■ Excerpted passage:
------------------------------------------------------------

Walking a day in the shoes of someone in poverty through the Ottawa Poverty Challenge
Posted May 14, 2018 05:00:00 PM.
This article is more than 5 years old.
Mina Macinnis-Leonard only spent a few hours in the shoes of a person in poverty on Saturday, but it gave her a window into what some in our community go through every day.
She was one of dozens who participated in the Poverty Challenge, a day of simulations aimed at building empathy for those who live in poverty. It was put on by Impact Hub Ottawa and hosted by uOttawa.
The goal for participants is to, within 45 minutes, navigate a simulated bureaucracy of social services to complete a series of tasks. They may include fighting a ticket at the courthouse, visiting a social worker or going to the food bank.
“It’s a lot of different services connected to what people have to manage when they’re in poverty,” said Kaite Burkholder Harris, a project manager at the Canadian Observatory on Homelessness who organized Saturday’s event.
For the event, organizers generated eight identities of people in poverty, which Burkholder Harris said were based off real people’s experiences.
For Macinnis-Leonard’s second mission in the afternoon, she was assigned “Frieda”, an 18-year-old woman who uses a wheelchair and is training for the Paralympics. Among her tasks were getting drugs for an untreated blood infection, negotiating repayment for a $12,000 bank loan for her Paralympic training and attempting to get reimbursed for an ambulance ride she was charged for.

------------------------------------------------------------

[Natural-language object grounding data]
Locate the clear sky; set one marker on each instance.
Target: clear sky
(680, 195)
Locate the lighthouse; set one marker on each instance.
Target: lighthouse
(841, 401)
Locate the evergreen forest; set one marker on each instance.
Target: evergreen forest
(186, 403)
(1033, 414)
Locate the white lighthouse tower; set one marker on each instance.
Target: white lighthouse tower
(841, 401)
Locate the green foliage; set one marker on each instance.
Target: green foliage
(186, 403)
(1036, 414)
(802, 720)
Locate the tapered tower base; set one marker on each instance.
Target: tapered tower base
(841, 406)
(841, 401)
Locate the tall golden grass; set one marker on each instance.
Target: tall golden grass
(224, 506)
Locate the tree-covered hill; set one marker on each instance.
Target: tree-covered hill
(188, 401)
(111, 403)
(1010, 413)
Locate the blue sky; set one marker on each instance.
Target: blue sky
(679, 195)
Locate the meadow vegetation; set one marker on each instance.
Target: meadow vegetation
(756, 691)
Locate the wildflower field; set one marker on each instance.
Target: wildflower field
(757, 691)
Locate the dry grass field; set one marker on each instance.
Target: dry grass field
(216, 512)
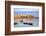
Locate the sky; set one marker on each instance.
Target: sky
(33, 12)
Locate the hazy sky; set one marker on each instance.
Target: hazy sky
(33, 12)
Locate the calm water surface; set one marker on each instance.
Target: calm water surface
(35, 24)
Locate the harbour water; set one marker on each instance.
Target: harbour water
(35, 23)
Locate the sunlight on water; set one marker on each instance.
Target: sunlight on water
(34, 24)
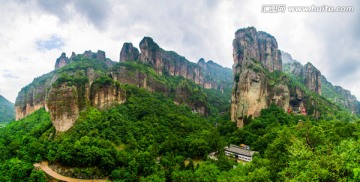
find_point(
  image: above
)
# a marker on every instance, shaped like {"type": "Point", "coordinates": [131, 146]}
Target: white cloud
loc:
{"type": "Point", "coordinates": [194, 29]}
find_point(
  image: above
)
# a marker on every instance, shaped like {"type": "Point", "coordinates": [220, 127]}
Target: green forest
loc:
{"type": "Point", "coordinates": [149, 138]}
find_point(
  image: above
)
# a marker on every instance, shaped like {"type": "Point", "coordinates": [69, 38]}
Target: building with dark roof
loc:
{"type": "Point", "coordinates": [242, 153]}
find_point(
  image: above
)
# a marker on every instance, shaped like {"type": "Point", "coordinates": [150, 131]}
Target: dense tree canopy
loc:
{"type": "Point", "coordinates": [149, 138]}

------------------------------------------------------------

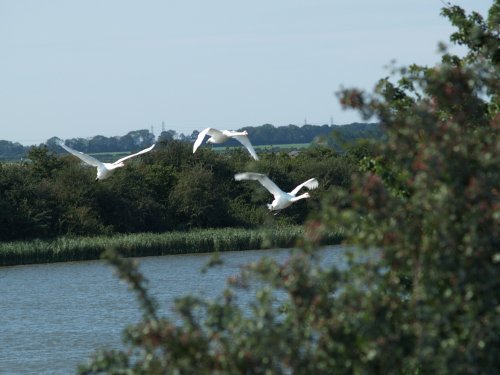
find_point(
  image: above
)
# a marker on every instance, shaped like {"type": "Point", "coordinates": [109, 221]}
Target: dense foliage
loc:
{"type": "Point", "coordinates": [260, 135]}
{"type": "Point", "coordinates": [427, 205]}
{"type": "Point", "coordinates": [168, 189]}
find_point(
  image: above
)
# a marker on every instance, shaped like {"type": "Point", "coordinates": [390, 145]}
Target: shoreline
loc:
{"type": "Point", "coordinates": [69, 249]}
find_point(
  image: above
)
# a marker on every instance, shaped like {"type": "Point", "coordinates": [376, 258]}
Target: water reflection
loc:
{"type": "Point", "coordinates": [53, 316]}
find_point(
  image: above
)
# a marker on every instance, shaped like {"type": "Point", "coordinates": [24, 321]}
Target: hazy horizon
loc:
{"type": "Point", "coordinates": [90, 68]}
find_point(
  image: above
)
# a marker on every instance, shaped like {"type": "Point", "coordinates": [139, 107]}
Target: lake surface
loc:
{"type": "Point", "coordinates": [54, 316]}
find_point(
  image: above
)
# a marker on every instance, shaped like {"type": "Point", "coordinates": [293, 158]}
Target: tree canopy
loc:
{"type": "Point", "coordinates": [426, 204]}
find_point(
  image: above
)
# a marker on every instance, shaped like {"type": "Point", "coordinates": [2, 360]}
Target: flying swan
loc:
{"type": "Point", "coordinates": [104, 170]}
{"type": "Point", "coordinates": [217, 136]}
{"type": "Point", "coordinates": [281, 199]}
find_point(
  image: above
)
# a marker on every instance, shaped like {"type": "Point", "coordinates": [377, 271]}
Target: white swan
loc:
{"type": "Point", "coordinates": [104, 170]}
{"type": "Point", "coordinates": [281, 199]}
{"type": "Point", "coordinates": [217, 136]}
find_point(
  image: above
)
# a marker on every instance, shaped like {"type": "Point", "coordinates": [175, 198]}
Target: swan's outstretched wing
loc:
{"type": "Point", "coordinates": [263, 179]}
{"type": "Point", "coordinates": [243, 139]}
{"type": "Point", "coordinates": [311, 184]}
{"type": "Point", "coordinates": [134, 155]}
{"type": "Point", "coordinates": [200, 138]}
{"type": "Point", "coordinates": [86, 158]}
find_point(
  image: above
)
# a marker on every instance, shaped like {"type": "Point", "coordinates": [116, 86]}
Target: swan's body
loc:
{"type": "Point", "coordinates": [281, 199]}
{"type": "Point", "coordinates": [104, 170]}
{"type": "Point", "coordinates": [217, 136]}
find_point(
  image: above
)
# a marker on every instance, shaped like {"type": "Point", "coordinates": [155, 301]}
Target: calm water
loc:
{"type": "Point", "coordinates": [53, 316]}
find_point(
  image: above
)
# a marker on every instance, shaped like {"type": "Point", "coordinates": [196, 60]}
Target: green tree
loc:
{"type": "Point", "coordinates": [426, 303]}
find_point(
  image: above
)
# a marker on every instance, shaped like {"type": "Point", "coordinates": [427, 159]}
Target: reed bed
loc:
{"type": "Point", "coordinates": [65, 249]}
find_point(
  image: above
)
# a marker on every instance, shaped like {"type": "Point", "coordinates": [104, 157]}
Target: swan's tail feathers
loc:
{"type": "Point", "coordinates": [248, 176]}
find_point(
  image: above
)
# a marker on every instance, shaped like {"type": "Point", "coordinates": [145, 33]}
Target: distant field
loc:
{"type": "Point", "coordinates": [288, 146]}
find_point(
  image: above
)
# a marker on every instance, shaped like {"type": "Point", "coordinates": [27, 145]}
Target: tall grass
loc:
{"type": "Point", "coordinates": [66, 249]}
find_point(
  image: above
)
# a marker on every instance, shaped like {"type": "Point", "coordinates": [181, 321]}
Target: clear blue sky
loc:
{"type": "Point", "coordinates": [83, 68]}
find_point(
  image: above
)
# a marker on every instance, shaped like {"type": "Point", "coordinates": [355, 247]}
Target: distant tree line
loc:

------------------------------------------------------------

■ Required actions:
(a) Using the article on the Ottawa Poverty Challenge, decide whether each statement agrees with it: (i) the event was hosted by uOttawa; (ii) participants had 60 minutes to complete their tasks; (iii) organizers created eight identities of people in poverty. Answer yes or no for each, quoting the deciding words from the article.
(b) Duplicate the article on the Ottawa Poverty Challenge from "She was one" up to and including "real people’s experiences.".

■ List of answers:
(a)
(i) Yes: "hosted by uOttawa"
(ii) No: "within 45 minutes"
(iii) Yes: "organizers generated eight identities of people in poverty"

(b)
She was one of dozens who participated in the Poverty Challenge, a day of simulations aimed at building empathy for those who live in poverty. It was put on by Impact Hub Ottawa and hosted by uOttawa.
The goal for participants is to, within 45 minutes, navigate a simulated bureaucracy of social services to complete a series of tasks. They may include fighting a ticket at the courthouse, visiting a social worker or going to the food bank.
“It’s a lot of different services connected to what people have to manage when they’re in poverty,” said Kaite Burkholder Harris, a project manager at the Canadian Observatory on Homelessness who organized Saturday’s event.
For the event, organizers generated eight identities of people in poverty, which Burkholder Harris said were based off real people’s experiences.